• Passage provided:
—————
TIME MAGAZINE REVEALS: New Orleans, It's Worse Than You Think

 

Drudge Report

Sun Nov 20 2005 09:01:52 ET

$62.3 Billion in Federal Hurricane Relief Funds Mostly Unspent - More Than $37.5 Billion Still Sitting in FEMA's Account, Waiting For a Purpose, TIME Reports

Federal Emergency Management Agency 'Awash in Money,' As Agency Announces End of Emergency Housing Program Dec. 1

Only 60,000 People Staying Overnight These Days in New Orleans

Still Finding Bodies in New Orleans -- 30 in Past Month

 

New York - They're still finding bodies 13 weeks after Hurricane Katrina hit-30 in the past month-raising the death toll to 1,053 in Louisiana, TIME's Cathy Booth-Thomas reports from New Orleans. The looters are still working too, brazenly taking their haul in daylight. But at night darkness falls, and it's quiet. It's spooky out there. There's no life, says cardiologist Pat Breaux, who lives near Pontchartrain with only a handful of neighbors. The destruction, says Breaux, head of the Orleans Parish Medical Society, depresses people. Suicides are up citywide, he say, although no one has a handle on the exact number. Murders, on the other hand, have dropped to almost none.
—————
• Task brief: Write the next part of the report on New Orleans after Hurricane Katrina, starting right after its final sentence.
—————
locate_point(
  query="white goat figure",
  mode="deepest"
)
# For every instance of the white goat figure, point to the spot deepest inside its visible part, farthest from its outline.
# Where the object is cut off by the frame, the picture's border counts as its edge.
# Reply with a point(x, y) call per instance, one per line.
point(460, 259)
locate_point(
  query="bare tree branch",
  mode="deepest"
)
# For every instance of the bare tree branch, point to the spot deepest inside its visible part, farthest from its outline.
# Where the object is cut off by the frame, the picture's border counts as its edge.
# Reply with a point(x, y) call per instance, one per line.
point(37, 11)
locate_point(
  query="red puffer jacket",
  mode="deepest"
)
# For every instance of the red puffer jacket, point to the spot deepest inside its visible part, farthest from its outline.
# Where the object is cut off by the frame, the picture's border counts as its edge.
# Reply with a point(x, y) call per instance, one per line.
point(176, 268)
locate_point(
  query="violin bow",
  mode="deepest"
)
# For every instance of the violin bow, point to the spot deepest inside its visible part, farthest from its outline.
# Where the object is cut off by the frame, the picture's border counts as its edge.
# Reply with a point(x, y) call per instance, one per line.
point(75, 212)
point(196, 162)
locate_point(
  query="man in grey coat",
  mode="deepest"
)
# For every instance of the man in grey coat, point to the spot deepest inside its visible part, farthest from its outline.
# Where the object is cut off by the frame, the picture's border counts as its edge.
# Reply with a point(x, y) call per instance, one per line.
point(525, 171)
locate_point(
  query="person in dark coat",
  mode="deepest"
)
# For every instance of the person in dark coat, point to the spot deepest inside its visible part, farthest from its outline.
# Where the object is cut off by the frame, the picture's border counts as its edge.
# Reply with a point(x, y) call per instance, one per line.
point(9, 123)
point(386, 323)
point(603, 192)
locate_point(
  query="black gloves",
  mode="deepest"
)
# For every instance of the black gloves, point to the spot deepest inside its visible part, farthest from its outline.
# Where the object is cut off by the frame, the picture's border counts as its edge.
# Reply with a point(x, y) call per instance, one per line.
—————
• Response area:
Delays and squabbles in the recovery efforts mean that Congress's $62.3 billion largesse has mostly gone unspent. More than half-$37.5 billion-is sitting in FEMA's account, waiting for a purpose. Under fire for being slow to respond, the Bush Administration had rushed two emergency supplemental bills to Congress with little thought about how the money would be spent and how fast. Now FEMA is awash in money, says a Democratic appropriations aide. Of the nearly $25 billion assigned to projects, checks totaling only about $6.2 billion have been cashed. As a result, a third supplemental-funding bill sent to Congress suggests taking back $2.3 billion in aid. Mayor Ray Nagin attempted to shore up support for the city's recovery before Congress last week, but he came home with little new. The comment of a G.O.P. aide was typical: We want to see them helping themselves before they ask us for help, TIME reports.